Instruction A: Decide whether each statement agrees with the passage on dividends and inventories. Answer yes or no for each, and quote the words from the passage that settle it: (i) The extraordinary cash dividend paid on December 1, 1993 was $1.20 per share. (ii) The LIFO valuation reserve at March 31, 1994 was $10.5 million. (iii) On February 1, 1993, the Company paid a regular cash dividend of $.20.
Instruction B: Write the next part of the passage on dividends and inventories, starting after its last sentence.

Passage given:
[Begin]

On December 1, 1993, the Company paid an extraordinary cash dividend of $1.20
per share to stockholders of record as of the close of business on November 16,
1993.  On February 1, 1993, the Company paid a regular cash dividend of $.20 and
an extraordinary cash dividend of $2.00 per share to stockholders of record as
of the close of business on January 15, 1993.

(6)       Inventories:

          The interim determination of inventories under the LIFO method is
based on management's estimates of the expected year-end inventory levels and
costs and as such, interim financial results are subject to final year-end
inventory amounts.  Inventories as presented on the Balance Sheets are net of a
reserve for LIFO valuation of $10.9 million at March 31, 1994 and $10.5 million
at December 31, 1993.

[End]

Recorded information:
[Begin]

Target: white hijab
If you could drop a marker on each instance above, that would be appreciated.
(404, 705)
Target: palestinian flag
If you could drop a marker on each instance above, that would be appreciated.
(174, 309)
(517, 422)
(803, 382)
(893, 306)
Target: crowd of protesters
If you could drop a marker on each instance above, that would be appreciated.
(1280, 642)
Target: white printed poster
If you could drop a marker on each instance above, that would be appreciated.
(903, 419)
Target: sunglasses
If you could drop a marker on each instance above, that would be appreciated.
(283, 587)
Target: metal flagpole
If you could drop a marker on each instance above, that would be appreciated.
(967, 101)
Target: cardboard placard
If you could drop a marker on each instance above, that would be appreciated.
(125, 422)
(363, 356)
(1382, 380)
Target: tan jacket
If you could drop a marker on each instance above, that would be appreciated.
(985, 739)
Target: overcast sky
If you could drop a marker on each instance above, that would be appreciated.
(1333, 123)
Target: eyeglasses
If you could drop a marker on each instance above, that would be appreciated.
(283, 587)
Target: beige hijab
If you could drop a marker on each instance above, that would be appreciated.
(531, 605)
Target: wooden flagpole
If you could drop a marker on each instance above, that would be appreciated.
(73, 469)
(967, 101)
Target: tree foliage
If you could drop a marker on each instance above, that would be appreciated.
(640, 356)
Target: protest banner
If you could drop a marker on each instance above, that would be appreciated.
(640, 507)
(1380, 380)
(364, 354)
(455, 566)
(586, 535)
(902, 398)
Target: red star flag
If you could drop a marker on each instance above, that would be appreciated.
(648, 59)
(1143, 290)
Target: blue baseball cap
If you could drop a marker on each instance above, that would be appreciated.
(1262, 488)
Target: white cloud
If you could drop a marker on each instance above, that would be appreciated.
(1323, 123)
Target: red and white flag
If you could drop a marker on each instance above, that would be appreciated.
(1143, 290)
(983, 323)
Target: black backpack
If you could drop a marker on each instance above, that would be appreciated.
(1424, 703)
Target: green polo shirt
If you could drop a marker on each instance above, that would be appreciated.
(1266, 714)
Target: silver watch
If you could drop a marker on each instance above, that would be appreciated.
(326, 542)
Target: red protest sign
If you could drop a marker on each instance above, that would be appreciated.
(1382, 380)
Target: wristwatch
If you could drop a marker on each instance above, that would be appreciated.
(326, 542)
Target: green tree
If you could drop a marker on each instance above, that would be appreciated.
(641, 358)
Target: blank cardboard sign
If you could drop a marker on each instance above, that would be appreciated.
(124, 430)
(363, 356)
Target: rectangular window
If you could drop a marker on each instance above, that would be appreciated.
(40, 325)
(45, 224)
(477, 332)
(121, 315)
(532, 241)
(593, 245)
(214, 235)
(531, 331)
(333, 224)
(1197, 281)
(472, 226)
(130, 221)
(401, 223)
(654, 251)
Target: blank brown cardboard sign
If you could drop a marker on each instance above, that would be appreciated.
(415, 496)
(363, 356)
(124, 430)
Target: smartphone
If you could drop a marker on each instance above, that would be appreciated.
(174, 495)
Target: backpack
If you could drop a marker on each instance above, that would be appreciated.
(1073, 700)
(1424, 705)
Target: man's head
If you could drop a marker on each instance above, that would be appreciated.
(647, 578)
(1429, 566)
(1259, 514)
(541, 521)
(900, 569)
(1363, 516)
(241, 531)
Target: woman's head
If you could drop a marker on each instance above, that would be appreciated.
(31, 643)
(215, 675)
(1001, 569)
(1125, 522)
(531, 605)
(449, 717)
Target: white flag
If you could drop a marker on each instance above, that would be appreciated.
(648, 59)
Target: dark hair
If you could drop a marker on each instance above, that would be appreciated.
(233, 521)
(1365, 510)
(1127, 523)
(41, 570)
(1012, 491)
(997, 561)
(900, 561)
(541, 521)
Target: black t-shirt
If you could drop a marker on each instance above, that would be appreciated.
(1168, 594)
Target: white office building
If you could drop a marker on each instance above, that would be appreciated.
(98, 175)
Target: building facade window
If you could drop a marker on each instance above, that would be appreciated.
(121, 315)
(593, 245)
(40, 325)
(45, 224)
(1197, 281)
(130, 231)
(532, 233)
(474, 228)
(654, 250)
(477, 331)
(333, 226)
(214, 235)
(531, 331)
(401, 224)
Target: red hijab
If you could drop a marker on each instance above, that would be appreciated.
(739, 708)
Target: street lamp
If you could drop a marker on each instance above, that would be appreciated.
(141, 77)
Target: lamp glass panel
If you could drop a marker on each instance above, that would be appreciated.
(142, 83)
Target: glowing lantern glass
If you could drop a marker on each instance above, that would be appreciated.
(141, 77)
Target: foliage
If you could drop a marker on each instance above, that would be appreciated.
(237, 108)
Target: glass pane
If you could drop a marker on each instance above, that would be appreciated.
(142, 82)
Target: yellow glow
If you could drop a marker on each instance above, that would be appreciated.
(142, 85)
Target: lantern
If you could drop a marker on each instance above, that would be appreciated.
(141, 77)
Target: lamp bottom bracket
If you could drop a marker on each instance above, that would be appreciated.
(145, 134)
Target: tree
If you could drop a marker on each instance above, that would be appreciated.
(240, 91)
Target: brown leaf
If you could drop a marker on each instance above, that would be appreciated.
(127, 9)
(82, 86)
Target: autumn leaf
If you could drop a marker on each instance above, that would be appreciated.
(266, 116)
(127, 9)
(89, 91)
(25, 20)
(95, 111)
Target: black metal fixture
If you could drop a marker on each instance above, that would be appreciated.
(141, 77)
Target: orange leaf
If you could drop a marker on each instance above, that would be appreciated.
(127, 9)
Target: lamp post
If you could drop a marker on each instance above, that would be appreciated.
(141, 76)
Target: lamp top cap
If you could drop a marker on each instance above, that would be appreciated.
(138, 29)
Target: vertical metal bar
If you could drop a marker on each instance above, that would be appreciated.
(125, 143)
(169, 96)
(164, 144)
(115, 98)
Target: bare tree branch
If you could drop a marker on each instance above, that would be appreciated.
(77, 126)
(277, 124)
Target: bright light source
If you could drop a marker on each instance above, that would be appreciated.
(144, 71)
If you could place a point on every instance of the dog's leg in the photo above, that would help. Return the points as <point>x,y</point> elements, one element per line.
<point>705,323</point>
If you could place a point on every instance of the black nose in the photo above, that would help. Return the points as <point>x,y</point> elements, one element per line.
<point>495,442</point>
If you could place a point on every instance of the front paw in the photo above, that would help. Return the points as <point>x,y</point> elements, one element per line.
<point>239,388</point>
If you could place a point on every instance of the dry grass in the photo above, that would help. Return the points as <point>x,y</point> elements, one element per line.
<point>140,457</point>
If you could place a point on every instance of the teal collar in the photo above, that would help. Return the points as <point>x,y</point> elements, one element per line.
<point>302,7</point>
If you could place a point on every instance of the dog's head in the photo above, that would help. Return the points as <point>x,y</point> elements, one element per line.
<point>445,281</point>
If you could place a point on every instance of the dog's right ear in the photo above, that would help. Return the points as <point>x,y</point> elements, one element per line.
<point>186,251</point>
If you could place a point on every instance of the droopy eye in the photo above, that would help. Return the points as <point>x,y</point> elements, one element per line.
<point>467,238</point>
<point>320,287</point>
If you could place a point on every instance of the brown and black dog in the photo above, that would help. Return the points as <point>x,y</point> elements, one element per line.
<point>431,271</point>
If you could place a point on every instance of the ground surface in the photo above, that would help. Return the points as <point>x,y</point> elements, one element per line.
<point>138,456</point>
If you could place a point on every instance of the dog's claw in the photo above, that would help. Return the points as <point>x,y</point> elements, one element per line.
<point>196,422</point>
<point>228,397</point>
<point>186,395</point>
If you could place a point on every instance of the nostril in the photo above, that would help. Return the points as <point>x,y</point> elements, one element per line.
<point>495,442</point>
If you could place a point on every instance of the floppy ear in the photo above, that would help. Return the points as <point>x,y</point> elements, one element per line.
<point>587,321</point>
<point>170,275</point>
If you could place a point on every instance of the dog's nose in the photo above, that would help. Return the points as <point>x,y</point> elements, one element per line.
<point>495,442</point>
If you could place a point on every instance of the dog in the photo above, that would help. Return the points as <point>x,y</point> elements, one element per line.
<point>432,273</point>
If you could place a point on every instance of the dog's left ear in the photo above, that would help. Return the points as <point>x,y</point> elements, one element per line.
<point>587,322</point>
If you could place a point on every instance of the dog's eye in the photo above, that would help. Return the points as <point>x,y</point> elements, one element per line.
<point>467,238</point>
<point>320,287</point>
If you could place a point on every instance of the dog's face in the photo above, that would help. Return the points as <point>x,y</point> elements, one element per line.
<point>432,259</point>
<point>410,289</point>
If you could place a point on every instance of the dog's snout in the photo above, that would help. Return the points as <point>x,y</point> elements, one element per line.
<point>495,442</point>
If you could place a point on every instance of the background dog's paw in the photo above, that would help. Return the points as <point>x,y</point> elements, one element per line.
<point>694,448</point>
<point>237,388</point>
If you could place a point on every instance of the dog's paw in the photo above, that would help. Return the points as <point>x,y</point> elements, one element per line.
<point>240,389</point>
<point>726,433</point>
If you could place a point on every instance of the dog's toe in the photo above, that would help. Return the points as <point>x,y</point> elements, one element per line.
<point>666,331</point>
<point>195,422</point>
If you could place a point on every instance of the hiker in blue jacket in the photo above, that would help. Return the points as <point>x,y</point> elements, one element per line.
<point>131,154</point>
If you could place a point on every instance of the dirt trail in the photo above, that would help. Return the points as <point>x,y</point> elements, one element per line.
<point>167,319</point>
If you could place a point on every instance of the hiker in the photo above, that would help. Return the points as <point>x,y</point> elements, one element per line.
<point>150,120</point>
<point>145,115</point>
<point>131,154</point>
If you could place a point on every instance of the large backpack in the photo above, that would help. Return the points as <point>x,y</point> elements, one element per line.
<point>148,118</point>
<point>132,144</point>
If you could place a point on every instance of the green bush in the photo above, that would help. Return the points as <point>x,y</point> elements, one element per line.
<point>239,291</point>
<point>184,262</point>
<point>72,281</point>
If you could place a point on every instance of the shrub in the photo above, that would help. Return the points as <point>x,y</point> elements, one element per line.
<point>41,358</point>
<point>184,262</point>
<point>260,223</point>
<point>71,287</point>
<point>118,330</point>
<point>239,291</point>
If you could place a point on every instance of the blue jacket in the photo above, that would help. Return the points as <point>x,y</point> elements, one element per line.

[End]

Reply A:
(i) Yes: "On December 1, 1993, the Company paid an extraordinary cash dividend of $1.20 per share"
(ii) No: "a reserve for LIFO valuation of $10.9 million at March 31, 1994"
(iii) Yes: "On February 1, 1993, the Company paid a regular cash dividend of $.20"

Reply B:
                                        4

<PAGE>

(7)       Postretirement and Postemployment Benefits:

          In December, 1990, the Financial Accounting Standards Board issued a
new standard on accounting for postretirement benefits other than pensions,
primarily related to health care and dental benefit coverage.  The new standard
requires that the expected cost of these benefits must be charged to expense
during the years that the employees render service.  The Company has no material
liability for postretirement benefits other than pensions.

          In November, 1992, the Financial Accounting Standards Board issued a
new standard on accounting for postemployment benefits.  The new standard
requires that the expected cost of benefits provided to former or inactive
employees after employment but before retirement be recognized on the accrual
basis of accounting.  The Company has no material liability for postemployment
benefits.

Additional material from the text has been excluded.